_Source passage_:
+ + + +

The Midwest Museum of American Art has received a $500,000 capacity building grant from Lilly Endowment Inc. to support five interconnected organizational priorities: staff and workforce development, technology infrastructure, board governance, fundraising capacity, and strategic planning.
The grant is one of 12 invitational grants that Lilly Endowment is making to help Indiana art museums strengthen and enhance their ability to contribute to cultural vibrancy in their communities and regions.
“For 47 years, the Midwest Museum of American Art has served this community with remarkable dedication and heart; and with a team and a mission that deserves the very best organizational foundation we can build,” said Jennifer Abrell, Executive Director. “This investment from Lilly Endowment is a rare and transformational opportunity for us. We will emerge from this grant period with modern systems that protect our collection and deepen the visitor experience, a professional fundraising program that builds real financial sustainability, a strategic plan that charts a bold and shared course for our future, and a staff and board that are better equipped than ever to lead this institution. We are deeply grateful for Lilly Endowment’s confidence in us and profoundly committed to honoring it — for the artists we celebrate, the students we inspire, and the community that has made this Museum its own for nearly five decades.”
This three-year grant will fund five interconnected capacity-building priorities that address the Museum’s most critical organizational needs. The largest share of funding will modernize the Museum’s technology infrastructure, including migration of the Museum’s 6,500-work permanent collection into a fully operational digital collections management system, implementation of a best-fit donor CRM, a smartphone-based audio guide system, interactive digital displays for visitors, a new integrated point-of-sale and online registration platform, updated gallery lighting, and a comprehensive internal security camera system. This grant will help build the Museum’s fundraising capacity through a new multi-year development plan, a major gifts program, and expanded corporate sponsorship efforts. The grant also provides money for staff and workforce development, including formalized performance management, individualized professional development plans, and a mentorship program as well as strengthening board governance through training, governance audits, and structured recruitment of new board members, and a strategic planning process that will produce a five-year institutional plan guiding the Museum through 2031.

+ + + +

_Dataset records_:
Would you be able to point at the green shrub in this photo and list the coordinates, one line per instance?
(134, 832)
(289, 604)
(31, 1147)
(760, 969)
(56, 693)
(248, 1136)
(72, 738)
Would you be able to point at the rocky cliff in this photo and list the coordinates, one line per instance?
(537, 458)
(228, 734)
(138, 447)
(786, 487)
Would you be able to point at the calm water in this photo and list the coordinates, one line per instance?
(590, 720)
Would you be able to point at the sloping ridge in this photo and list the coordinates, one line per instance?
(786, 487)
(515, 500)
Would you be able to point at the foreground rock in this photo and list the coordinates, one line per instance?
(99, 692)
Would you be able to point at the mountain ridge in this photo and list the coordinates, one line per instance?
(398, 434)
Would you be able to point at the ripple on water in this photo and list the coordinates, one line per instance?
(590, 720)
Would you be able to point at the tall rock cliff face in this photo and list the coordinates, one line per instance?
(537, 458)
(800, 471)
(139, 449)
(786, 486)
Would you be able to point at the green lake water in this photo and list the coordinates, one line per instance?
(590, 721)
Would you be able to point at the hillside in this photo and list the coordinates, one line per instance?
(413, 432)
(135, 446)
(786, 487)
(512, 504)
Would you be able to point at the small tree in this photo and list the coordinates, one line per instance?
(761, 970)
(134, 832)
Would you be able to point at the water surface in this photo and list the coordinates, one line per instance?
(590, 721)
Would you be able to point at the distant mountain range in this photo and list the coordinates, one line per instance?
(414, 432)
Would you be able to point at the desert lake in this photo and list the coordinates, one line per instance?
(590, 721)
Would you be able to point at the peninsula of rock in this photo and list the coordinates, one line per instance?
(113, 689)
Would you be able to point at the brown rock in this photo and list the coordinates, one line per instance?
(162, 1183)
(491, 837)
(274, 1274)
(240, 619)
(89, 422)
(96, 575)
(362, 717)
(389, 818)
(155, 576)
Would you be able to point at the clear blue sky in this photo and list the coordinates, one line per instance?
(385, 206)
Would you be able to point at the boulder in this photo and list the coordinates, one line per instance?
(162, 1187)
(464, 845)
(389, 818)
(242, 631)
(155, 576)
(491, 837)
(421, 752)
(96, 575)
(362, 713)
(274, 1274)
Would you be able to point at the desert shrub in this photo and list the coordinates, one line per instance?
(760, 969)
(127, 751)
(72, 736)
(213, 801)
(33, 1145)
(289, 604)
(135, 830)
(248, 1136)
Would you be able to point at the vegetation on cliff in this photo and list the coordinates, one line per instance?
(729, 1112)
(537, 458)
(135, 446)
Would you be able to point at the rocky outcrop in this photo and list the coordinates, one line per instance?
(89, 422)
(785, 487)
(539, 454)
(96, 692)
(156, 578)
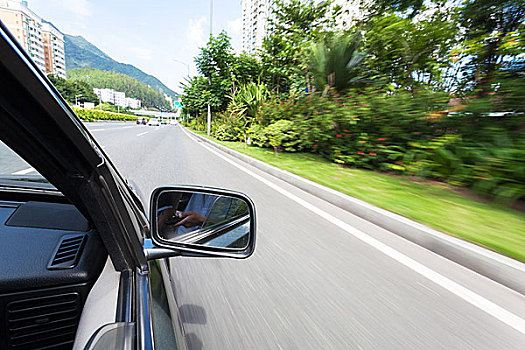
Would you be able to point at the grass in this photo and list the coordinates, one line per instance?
(490, 225)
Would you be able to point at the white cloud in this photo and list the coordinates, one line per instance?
(141, 52)
(195, 32)
(80, 8)
(234, 27)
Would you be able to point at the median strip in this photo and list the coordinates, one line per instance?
(416, 197)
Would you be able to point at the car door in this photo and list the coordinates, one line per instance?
(39, 126)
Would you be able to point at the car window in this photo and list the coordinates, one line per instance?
(16, 171)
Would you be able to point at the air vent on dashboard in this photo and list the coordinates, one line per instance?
(48, 322)
(68, 252)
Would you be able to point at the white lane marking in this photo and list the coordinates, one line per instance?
(466, 294)
(25, 171)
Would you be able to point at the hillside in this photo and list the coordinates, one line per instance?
(120, 82)
(80, 53)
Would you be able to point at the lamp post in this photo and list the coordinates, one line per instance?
(208, 129)
(184, 63)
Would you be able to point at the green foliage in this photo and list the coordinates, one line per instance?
(82, 54)
(334, 62)
(93, 115)
(214, 62)
(284, 135)
(296, 25)
(69, 89)
(248, 98)
(121, 82)
(257, 135)
(406, 53)
(494, 36)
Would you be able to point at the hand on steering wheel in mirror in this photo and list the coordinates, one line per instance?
(191, 219)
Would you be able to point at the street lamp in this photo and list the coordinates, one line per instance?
(184, 63)
(208, 129)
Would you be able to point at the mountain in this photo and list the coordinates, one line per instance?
(80, 53)
(132, 87)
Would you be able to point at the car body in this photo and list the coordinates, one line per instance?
(83, 267)
(153, 122)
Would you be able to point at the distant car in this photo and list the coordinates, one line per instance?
(154, 122)
(82, 267)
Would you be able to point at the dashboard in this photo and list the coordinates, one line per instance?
(50, 257)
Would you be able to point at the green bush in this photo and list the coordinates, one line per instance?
(93, 115)
(257, 135)
(283, 135)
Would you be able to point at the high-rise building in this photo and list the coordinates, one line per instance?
(255, 15)
(54, 50)
(26, 26)
(42, 41)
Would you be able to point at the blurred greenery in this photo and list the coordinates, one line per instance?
(433, 89)
(435, 204)
(90, 115)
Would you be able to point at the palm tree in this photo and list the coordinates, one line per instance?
(334, 63)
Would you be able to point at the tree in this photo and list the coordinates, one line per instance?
(334, 63)
(215, 62)
(407, 51)
(295, 27)
(197, 95)
(494, 34)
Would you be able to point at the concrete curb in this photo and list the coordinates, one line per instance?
(499, 268)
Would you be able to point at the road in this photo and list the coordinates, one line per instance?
(321, 278)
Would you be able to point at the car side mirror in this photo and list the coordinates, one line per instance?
(203, 221)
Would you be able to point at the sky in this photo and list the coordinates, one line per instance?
(147, 34)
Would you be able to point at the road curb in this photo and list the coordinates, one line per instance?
(499, 268)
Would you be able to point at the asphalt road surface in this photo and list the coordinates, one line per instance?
(321, 278)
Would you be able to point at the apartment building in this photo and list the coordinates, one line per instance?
(26, 27)
(118, 98)
(54, 54)
(256, 13)
(42, 41)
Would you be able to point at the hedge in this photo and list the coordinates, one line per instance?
(93, 114)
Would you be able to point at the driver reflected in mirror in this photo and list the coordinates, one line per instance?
(179, 213)
(203, 218)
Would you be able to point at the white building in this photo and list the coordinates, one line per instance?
(26, 27)
(133, 103)
(54, 50)
(255, 15)
(117, 98)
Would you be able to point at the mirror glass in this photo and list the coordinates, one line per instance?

+ + + +

_Task instructions_:
a - Pick out every line of the listing that contains the word "mirror", and copy each one.
b - Take the passage on the museum's Lilly Endowment grant further, picking up after its last sentence.

_Exercise answers_:
a -
Would you be able to point at the hand on steering wheel in mirror in this photo and list the coordinates, one line per instance?
Would you be able to point at the car side mirror in this photo and list the coordinates, one line per instance?
Would you be able to point at the driver reflected in mirror in this photo and list the coordinates, one line per instance?
Would you be able to point at the mirror glass in this photo and list the coordinates, one line per instance?

b -
About the Midwest Museum of American Art
The Midwest Museum of American Art (MMAA) is a 501(c)(3) nonprofit cultural institution founded in 1979 and located in the heart of downtown Elkhart, Indiana. For 47 years, the Museum has served as a cultural anchor in Elkhart County, dedicated to its core mission: to collect, preserve, and present American art and to inspire a love for the arts through education, diversity, history, and culture. That mission guided every exhibition mounted, every student welcomed through the Museum’s doors, and every artist celebrated on its walls since the Museum’s founding.
MMAA is housed in one of downtown Elkhart’s most distinguished landmarks, the former St. Joseph Valley Bank building at the corner of Main and Marion Streets, a Neoclassical Revival limestone structure built in 1922. In 1978, local orthodontist, philanthropist, and arts champion Dr. Richard Burns, Sr. and his wife, Billye Jane Burns, purchased the building and donated it to become the Midwest Museum of American Art. An act of extraordinary generosity that set the Museum on the path it has followed ever since and reflects the deep civic spirit that has sustained MMAA through 47 years of service.
MMAA’s facility encompasses approximately 20,000 square feet, housing six permanent galleries and seven rotating and special exhibition galleries across two floors. There are more than 6,500 works in the Museum’s permanent collection, approximately 1,200 of which are on display at any one time. The Midwest Museum of American Art is recognized nationally for its superb permanent collection that tells “The Story of American Art” over a 200-year time period. Most notable is the largest public collection of signed and numbered collotypes by Norman Rockwell in America; the world’s largest public collection of “Overbeck Art Pottery” created by four sisters from Cambridge City, Indiana; and one of only two original paintings in Indiana by Midwestern artist, Grant Wood. The Museum welcomes approximately 6,500 visitors annually, employs four full-time staff, and operates with an annual budget of approximately $500,000.
About Lilly Endowment Inc.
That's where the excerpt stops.